**REQUIRED WORK**
A. In the thank-you letter, what did the writer's sister do for years?
B. Rewrite the paragraph of the thank-you letter that begins "This month marks ten years" more briefly, keeping its main facts.

**TEXT**
☆ ☆ ☆ ☆ ☆

A Decade of Love

*This isn’t about culture, but a thank you letter.
This month marks ten years of me having Crohn’s disease. I could recall in this post all the hardships I’ve had to sit through and the many uncomfortable and frightening situations I’ve had to face, but all I find myself recalling around this anniversary is the people.

In the days before I had even been diagnosed, people rallied around me, like a motley team, to support me in that time. And many, many more listened, understood and cared in the decade that followed.

Like Beth Long who went on a terrible diet with me and staunchly stayed by it, even though some of those recipes were horrid.

Like my Dad who helped me snap out of my “I give up, I’m going to die”, phase and encouraged me to keep trying.

Like my sister who gave me shots for years, even though it hurt her to hurt me.

Like Athena who was studying medicine and told me she’d like to cure Crohn’s.

Like my Nannah, who got me into Yoga and encouraged me to be aware of what my body is telling me.

☆ ☆ ☆ ☆ ☆

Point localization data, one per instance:
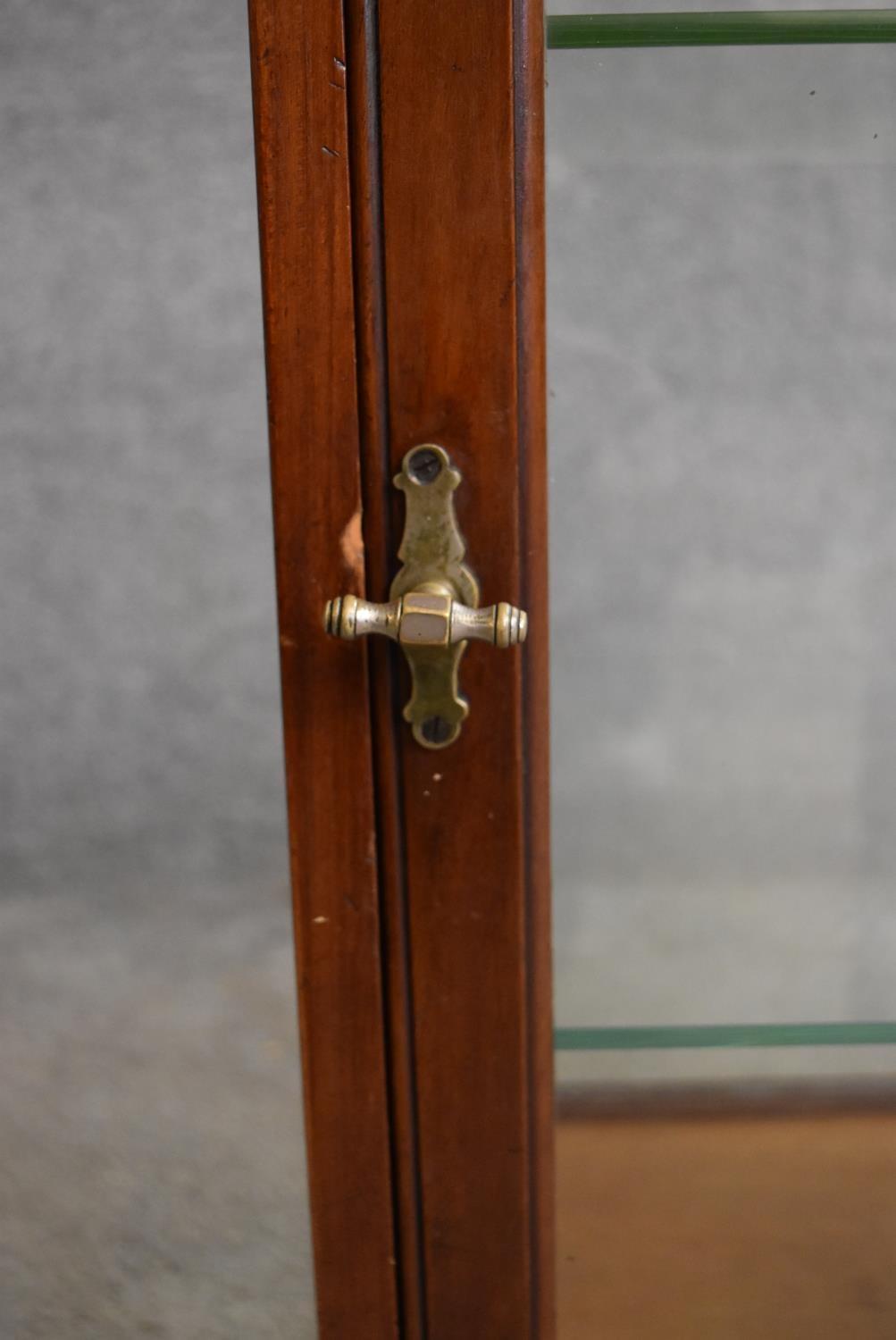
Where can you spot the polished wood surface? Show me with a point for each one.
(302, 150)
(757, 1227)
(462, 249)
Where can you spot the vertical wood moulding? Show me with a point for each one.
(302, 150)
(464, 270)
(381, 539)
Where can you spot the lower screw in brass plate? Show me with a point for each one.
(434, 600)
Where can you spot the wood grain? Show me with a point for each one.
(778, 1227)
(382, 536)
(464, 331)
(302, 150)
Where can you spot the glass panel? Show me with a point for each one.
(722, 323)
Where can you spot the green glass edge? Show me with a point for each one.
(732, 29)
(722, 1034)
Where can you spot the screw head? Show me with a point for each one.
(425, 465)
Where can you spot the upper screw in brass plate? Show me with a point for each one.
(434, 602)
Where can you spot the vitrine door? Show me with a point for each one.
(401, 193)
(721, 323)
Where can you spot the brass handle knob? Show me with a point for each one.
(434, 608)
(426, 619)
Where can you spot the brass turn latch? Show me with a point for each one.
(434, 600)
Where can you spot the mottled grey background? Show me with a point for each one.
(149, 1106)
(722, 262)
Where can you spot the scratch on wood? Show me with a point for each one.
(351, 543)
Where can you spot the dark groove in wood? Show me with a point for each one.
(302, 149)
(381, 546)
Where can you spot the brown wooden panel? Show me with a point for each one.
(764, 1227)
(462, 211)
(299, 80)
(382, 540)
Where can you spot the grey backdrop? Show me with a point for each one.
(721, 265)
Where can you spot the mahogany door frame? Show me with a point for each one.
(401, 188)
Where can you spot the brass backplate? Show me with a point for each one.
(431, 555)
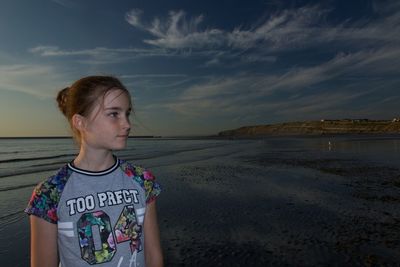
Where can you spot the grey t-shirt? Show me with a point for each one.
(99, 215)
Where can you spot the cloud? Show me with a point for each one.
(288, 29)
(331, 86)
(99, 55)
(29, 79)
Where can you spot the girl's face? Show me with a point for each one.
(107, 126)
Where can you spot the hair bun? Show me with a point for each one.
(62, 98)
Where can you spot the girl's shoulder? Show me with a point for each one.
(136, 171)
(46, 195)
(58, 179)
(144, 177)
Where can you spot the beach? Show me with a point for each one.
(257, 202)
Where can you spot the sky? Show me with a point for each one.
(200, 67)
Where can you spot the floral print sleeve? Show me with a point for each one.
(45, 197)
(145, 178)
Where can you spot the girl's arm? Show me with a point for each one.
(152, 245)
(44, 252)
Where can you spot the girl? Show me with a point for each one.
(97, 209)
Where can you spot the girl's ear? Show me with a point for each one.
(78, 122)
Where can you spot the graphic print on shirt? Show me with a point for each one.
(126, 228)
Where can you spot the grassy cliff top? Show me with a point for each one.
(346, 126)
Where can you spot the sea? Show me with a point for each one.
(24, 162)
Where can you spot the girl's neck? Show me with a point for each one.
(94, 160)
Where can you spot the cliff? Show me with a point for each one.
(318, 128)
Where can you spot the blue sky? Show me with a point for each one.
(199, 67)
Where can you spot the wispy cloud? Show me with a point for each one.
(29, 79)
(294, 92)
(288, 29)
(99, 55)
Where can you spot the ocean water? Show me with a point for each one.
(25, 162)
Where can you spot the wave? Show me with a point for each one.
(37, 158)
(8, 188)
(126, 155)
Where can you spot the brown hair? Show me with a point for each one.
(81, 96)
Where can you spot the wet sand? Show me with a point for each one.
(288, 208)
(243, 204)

☆ ☆ ☆ ☆ ☆

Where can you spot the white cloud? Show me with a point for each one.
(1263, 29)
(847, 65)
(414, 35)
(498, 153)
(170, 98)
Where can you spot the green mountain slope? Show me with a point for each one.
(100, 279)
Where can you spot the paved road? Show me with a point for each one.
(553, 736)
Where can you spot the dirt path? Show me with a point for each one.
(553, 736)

☆ ☆ ☆ ☆ ☆

**RESPONSES TO THE TASKS**
A. She gave the writer shots, even though it hurt her to hurt the writer.

B. This month is ten years since I got Crohn's disease. I could recall the many hardships and frightening situations, but around this anniversary I find myself recalling only the people.